------ Data listing ------

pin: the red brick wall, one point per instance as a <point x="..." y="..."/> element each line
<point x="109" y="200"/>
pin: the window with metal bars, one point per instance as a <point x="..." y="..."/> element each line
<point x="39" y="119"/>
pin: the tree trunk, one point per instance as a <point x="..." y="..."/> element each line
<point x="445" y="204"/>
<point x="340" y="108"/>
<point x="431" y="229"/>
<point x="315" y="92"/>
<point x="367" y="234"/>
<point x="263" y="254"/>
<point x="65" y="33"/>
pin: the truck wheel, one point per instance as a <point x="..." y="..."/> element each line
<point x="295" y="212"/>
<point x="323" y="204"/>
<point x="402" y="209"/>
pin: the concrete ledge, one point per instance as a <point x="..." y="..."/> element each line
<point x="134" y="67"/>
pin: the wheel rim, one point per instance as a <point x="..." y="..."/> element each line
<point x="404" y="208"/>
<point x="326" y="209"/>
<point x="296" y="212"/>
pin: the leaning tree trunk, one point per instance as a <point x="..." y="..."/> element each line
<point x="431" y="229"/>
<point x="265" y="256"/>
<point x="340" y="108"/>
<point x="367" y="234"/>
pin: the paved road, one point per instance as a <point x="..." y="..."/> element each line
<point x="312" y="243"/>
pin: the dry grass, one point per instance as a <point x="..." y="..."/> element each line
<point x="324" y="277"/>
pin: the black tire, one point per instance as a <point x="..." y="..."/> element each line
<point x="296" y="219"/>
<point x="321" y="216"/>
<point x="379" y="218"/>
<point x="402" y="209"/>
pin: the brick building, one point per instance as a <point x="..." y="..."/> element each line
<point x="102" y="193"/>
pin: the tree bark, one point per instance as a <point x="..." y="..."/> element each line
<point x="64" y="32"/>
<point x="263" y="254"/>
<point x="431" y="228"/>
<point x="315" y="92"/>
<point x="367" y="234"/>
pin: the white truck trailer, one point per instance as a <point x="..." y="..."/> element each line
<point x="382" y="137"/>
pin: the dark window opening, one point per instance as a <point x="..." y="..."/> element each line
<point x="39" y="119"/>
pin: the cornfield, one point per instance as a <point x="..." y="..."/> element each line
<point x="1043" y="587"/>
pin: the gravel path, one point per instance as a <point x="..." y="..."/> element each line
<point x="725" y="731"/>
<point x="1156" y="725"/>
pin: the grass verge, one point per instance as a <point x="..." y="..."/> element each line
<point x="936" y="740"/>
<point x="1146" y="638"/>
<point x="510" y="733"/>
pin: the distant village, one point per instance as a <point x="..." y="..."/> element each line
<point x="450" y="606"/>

------

# Task requirements:
Return all of the data precisely as it appears.

# Exercise solution:
pin: the red brick wall, one point per instance as a <point x="..." y="..."/> element each line
<point x="109" y="200"/>
pin: the window with metal bars, one point per instance as a <point x="..." y="..."/> element each line
<point x="39" y="119"/>
pin: the tree trunk, one point per instance as a <point x="..." y="..."/> element each line
<point x="445" y="204"/>
<point x="340" y="108"/>
<point x="431" y="229"/>
<point x="315" y="92"/>
<point x="367" y="234"/>
<point x="263" y="254"/>
<point x="65" y="33"/>
pin: the truck wheel, one point per instance as a <point x="..." y="..."/> element each line
<point x="295" y="212"/>
<point x="323" y="204"/>
<point x="402" y="209"/>
pin: the concrete ledge, one point per instance as a <point x="..." y="..."/> element each line
<point x="134" y="67"/>
pin: the wheel rim, one point per instance as a <point x="..." y="..."/> element each line
<point x="404" y="208"/>
<point x="326" y="209"/>
<point x="296" y="212"/>
pin: the leaning tree trunk, one point per instance as a <point x="..." y="..."/> element each line
<point x="431" y="229"/>
<point x="265" y="256"/>
<point x="340" y="108"/>
<point x="367" y="234"/>
pin: the paved road, one point per instance as a <point x="..." y="..."/> element each line
<point x="312" y="243"/>
pin: the dry grass, one point per instance as a <point x="..." y="..."/> element each line
<point x="324" y="277"/>
pin: the black tire, one point per instance as a <point x="..." y="..."/> element each line
<point x="296" y="219"/>
<point x="321" y="216"/>
<point x="379" y="218"/>
<point x="402" y="209"/>
pin: the brick building, one point per instance as a <point x="..." y="..."/> element each line
<point x="102" y="193"/>
pin: the tree bark, one point per instance as a <point x="..." y="..."/> element each line
<point x="64" y="32"/>
<point x="263" y="254"/>
<point x="431" y="228"/>
<point x="315" y="92"/>
<point x="367" y="234"/>
pin: the white truck trailer, one point per instance as a <point x="..." y="..."/> element each line
<point x="382" y="137"/>
pin: the dark window opening, one point per instance as a <point x="..." y="..."/> element each line
<point x="39" y="119"/>
pin: the cornfield, one point per instance as a <point x="..." y="..."/> element each line
<point x="1043" y="587"/>
pin: the gravel path, one point per instance as a <point x="..." y="..."/> element each line
<point x="725" y="731"/>
<point x="1156" y="725"/>
pin: the grass verge, one point per instance as a <point x="..." y="..."/> element each line
<point x="936" y="740"/>
<point x="1146" y="638"/>
<point x="510" y="733"/>
pin: the distant village, one point per instance as a <point x="..." y="..."/> element each line
<point x="450" y="606"/>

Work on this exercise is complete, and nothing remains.